(Stored data entries)
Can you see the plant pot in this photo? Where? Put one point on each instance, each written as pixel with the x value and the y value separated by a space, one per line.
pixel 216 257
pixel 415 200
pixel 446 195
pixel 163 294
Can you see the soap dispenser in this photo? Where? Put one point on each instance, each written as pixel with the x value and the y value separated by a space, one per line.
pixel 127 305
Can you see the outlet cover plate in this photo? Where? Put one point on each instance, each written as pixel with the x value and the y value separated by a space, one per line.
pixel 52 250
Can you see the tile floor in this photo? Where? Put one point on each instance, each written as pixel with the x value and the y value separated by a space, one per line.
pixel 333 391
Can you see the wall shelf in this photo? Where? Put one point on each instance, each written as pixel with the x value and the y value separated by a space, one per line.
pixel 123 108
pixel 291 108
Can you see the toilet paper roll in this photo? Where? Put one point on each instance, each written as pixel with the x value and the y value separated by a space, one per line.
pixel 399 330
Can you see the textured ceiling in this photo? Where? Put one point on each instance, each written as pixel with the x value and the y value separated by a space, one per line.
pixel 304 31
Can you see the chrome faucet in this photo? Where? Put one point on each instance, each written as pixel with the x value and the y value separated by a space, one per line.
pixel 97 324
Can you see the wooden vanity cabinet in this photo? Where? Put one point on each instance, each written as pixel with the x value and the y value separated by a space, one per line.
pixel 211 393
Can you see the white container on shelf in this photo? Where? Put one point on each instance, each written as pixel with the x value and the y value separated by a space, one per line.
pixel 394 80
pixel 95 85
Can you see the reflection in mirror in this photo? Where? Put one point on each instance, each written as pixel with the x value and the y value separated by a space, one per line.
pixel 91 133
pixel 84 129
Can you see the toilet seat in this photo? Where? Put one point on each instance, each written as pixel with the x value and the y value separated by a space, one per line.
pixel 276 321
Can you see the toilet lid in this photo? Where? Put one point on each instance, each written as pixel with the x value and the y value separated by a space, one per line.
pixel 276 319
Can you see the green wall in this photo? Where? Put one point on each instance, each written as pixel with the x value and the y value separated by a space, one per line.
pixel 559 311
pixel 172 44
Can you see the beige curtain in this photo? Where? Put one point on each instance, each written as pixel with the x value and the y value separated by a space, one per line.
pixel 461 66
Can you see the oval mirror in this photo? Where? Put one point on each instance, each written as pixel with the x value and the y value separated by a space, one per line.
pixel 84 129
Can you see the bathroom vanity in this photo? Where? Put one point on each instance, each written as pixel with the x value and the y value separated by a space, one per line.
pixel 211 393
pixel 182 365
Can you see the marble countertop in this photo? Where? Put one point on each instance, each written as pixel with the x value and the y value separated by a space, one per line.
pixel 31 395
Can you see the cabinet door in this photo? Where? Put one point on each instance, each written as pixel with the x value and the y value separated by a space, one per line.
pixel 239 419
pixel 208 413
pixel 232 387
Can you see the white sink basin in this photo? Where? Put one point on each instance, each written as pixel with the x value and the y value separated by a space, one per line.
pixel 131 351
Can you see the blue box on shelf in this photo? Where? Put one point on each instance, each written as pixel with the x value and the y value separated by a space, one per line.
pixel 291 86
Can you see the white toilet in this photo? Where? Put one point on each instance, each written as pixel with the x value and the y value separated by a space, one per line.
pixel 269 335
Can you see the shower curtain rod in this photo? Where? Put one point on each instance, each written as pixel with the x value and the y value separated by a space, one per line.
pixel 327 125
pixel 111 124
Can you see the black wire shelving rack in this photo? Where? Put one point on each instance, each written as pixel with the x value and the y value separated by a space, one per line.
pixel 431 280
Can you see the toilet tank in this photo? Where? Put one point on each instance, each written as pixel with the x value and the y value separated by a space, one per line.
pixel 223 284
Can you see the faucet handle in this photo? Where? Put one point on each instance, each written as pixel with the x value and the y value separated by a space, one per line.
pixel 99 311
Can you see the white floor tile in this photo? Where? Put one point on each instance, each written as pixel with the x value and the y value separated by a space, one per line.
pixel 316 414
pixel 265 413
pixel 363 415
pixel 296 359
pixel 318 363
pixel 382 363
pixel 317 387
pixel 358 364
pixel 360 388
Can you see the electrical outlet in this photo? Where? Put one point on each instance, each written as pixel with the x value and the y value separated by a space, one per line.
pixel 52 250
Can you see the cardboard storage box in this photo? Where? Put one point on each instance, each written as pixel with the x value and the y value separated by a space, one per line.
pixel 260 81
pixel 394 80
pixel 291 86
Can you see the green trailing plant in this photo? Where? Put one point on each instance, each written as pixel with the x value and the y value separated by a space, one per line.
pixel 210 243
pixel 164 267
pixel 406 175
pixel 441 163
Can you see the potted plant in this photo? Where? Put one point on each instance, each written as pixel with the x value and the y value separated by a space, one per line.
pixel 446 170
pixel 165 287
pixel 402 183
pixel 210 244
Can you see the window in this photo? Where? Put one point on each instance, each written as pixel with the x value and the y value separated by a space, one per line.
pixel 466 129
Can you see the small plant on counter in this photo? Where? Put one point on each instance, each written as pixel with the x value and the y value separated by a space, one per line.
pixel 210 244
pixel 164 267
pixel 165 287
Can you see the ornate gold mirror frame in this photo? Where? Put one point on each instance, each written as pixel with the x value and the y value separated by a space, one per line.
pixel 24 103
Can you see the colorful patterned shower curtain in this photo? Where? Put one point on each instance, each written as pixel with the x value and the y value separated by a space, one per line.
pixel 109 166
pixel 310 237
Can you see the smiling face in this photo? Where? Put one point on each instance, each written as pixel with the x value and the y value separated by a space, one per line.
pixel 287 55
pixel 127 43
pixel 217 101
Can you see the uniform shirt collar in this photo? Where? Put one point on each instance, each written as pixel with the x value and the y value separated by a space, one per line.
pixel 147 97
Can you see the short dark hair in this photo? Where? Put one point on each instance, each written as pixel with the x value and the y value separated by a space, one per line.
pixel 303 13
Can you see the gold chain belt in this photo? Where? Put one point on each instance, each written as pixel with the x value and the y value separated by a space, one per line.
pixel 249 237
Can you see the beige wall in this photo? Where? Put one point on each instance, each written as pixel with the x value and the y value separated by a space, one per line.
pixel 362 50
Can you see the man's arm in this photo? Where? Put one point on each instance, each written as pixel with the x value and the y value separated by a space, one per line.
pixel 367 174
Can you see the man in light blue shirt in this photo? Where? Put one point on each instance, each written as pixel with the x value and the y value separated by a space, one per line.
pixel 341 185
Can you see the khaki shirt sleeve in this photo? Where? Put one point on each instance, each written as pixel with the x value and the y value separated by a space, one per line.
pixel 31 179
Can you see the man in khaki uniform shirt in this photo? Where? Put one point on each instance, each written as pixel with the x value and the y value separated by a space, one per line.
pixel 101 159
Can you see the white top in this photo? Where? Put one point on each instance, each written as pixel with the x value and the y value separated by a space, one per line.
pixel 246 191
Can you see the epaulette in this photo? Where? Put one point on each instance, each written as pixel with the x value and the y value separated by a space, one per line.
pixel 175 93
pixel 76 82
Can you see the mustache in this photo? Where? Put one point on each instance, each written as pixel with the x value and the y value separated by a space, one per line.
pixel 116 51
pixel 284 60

§ **Task item**
Print the data above again, with nothing altered and nothing left out.

§ **Written answer**
Can you see the plant pot in this photo? Where? Put one point on each instance, each written as pixel with the x value and the y value separated by a space, one per line.
pixel 216 257
pixel 415 200
pixel 446 195
pixel 163 294
Can you see the soap dispenser in this photo? Where? Put one point on each instance, each written as pixel with the x value and the y value separated by a space, one per line.
pixel 127 305
Can you see the outlet cover plate in this photo? Where? Put one point on each instance, each written as pixel with the x value and the y value separated by a space, one per line.
pixel 52 250
Can you see the tile floor in this photo? Where? Put one point on each instance, each written as pixel with the x value and the y value separated by a space, one per line.
pixel 333 391
Can you see the wall shelf in this photo? Where? Put one point on each instance, each written as pixel with the x value and the y value separated by a space, one per line.
pixel 123 108
pixel 291 108
Can you see the toilet paper roll in this photo? Where? Put one point on each instance, each written as pixel with the x value and the y value separated by a space, one per line.
pixel 399 330
Can you see the textured ceiling in this photo? Where? Put one point on each instance, each written as pixel with the x value and the y value separated by a space, one per line.
pixel 304 31
Can you see the chrome faucet in this photo? Where? Put one point on each instance, each written as pixel with the x value and the y value separated by a space, one per line.
pixel 97 324
Can you see the wooden vanity cabinet in this photo? Where? Put one point on each instance, each written as pixel with the x value and the y value separated by a space, one per line.
pixel 211 393
Can you see the white container on shelf in this photo? Where? Put one point on each instance, each written as pixel with the x value and the y value separated by a space, one per line.
pixel 394 80
pixel 95 85
Can you see the reflection in mirror in this photo? Where? Put one point on each instance, each written as pixel with the x value and the y value separated by a space, one per line.
pixel 91 133
pixel 84 129
Can you see the toilet seat in this photo? Where? Put one point on each instance, each written as pixel with the x value and the y value separated by a space, one per line.
pixel 276 321
Can you see the toilet lid in this photo? Where? Put one point on each instance, each written as pixel with the x value and the y value separated by a space, one per line.
pixel 276 319
Can you see the green wall in this photo? Where? Put one point on each instance, each written as pixel with the x value and the y value separated by a space, one per line.
pixel 559 311
pixel 172 44
Can you see the beige curtain in this photo? Where? Put one point on each instance, each written as pixel with the x value and the y value separated by a space, one per line.
pixel 461 66
Can you see the oval mirror in this photo? Where? Put one point on each instance, each written as pixel with the x value and the y value separated by a space, one per line.
pixel 84 129
Can you see the bathroom vanity in this photo? Where? Put one point on each instance, each written as pixel with the x value and the y value separated by a space, one per line.
pixel 211 393
pixel 182 365
Can you see the marble countertop in this photo? Where? Put one point on each instance, each written as pixel with the x value and the y value separated by a space, one per line.
pixel 31 395
Can you see the cabinet door in this photo? Where? Put one point on each instance, each written as pixel with the x value and the y value separated by a space, one per line.
pixel 239 419
pixel 208 413
pixel 232 387
Can you see the white sink basin in this photo? Where? Put one point on each instance, each written as pixel with the x value and the y value separated by a space, one per line.
pixel 131 351
Can you see the blue box on shelf in this photo? Where? Put one point on each instance, each written as pixel with the x value and the y value separated by a space, one per line.
pixel 291 86
Can you see the white toilet in this photo? Where? Put one point on each instance, each written as pixel with the x value and the y value separated by a space, one per line.
pixel 269 335
Can you see the shower curtain rod in this photo? Where? Put one point on each instance, each written as pixel with the x value and the y value separated by a space, one per line.
pixel 327 125
pixel 111 124
Can you see the black wire shelving rack in this photo? Where? Put one point on each instance, each written as pixel with the x value and the y value separated by a space, one per line.
pixel 431 280
Can you see the toilet tank in this photo? Where? Put one point on each instance, each written as pixel with the x value and the y value separated by a space, one per line.
pixel 223 284
Can you see the faucet handle in this photo? Where? Put one point on each instance, each written as pixel with the x value and the y value separated by a space, one per line.
pixel 99 311
Can you see the white floor tile in this photo? Where? Put one point on each instance, each written as pixel with the x value and the y value separated by a space, one per line.
pixel 316 414
pixel 265 413
pixel 363 415
pixel 296 359
pixel 318 363
pixel 382 363
pixel 317 387
pixel 358 364
pixel 360 388
Can you see the electrical outlet in this photo? Where? Put one point on each instance, each written as pixel with the x value and the y value separated by a space, one per line.
pixel 52 250
Can you see the cardboard storage box in this photo? Where? Put one point on each instance, each written as pixel with the x value and the y value separated by a space, one per line.
pixel 260 81
pixel 394 80
pixel 291 86
Can you see the green trailing plant in this photo? Where? Put one point on each instance, each written as pixel with the x value and the y value separated by a space, one per line.
pixel 210 243
pixel 164 267
pixel 406 175
pixel 441 163
Can you see the potted plant in this photo? Where? Put one point on each instance, each written as pixel with the x value and the y value separated by a space, one per line.
pixel 446 170
pixel 165 287
pixel 402 183
pixel 210 244
Can you see the window in this photo? Where? Put one point on each instance, each written as pixel with the x value and the y value separated by a space, one per line.
pixel 466 129
Can you see the small plant on counter in this photo? Where? Put one point on each instance, each written as pixel with the x value and the y value separated by a space, one per line.
pixel 210 244
pixel 164 267
pixel 165 287
Can you see the ornate gold mirror frame in this photo? Where? Put one point on each instance, each written as pixel with the x value and the y value separated by a space, one per line.
pixel 24 103
Can you see the colorful patterned shower curtain in this photo? Where? Put one point on each instance, each written as pixel with the x value and the y value separated by a space, one per line.
pixel 109 166
pixel 310 237
Can you see the smiling face in this photo? Where? Put one point on each instance, each written as pixel with the x value and the y value separated by a space, one per line.
pixel 287 55
pixel 127 43
pixel 217 101
Can you see the uniform shirt collar in this photo? Where? Put one point on each instance, each written as pixel with the x value and the y value separated by a space, one per line.
pixel 147 97
Can you see the short dark hair in this photo? Where? Put one point on each instance, each written as pixel with the x value and the y value separated by a space, one per line.
pixel 303 13
Can you see the gold chain belt in this photo? Where? Put one point on each instance, each written as pixel with the x value and the y value separated by a space, one per line.
pixel 249 237
Can you see the beige wall in this photo? Where? Put one point on each instance, each written as pixel with the x value and the y value separated by a space, one per line.
pixel 362 50
Can you see the man's arm in this photo? Where? Put one point on each instance, each written as pixel with the x value and the y value separated by a space, one per line.
pixel 367 174
Can you see the man in light blue shirt in this photo? Where? Put one point on each instance, each written as pixel with the x value and the y value separated by a space, one per line.
pixel 341 185
Can you see the khaki shirt sleeve in this photo? Where? Put one point on each instance, each written as pixel with the x value and the y value separated by a space, one per line.
pixel 31 179
Can you see the man in khaki uniform shirt in this photo? Where? Put one point on each instance, each written as pixel with the x value and the y value separated by a space, one per line.
pixel 101 159
Can you see the white top in this photo? Where? Put one point on each instance, each written as pixel with the x value and the y value separated by a space, one per line.
pixel 246 191
Can you see the epaulette in this photo? Where? Put one point on each instance, each written as pixel with the x value and the y value separated by a space, one per line.
pixel 175 93
pixel 76 82
Can you see the mustache in this photo? Where? Put one point on each instance, each written as pixel with the x value and the y value separated by a space, one per line.
pixel 116 51
pixel 284 60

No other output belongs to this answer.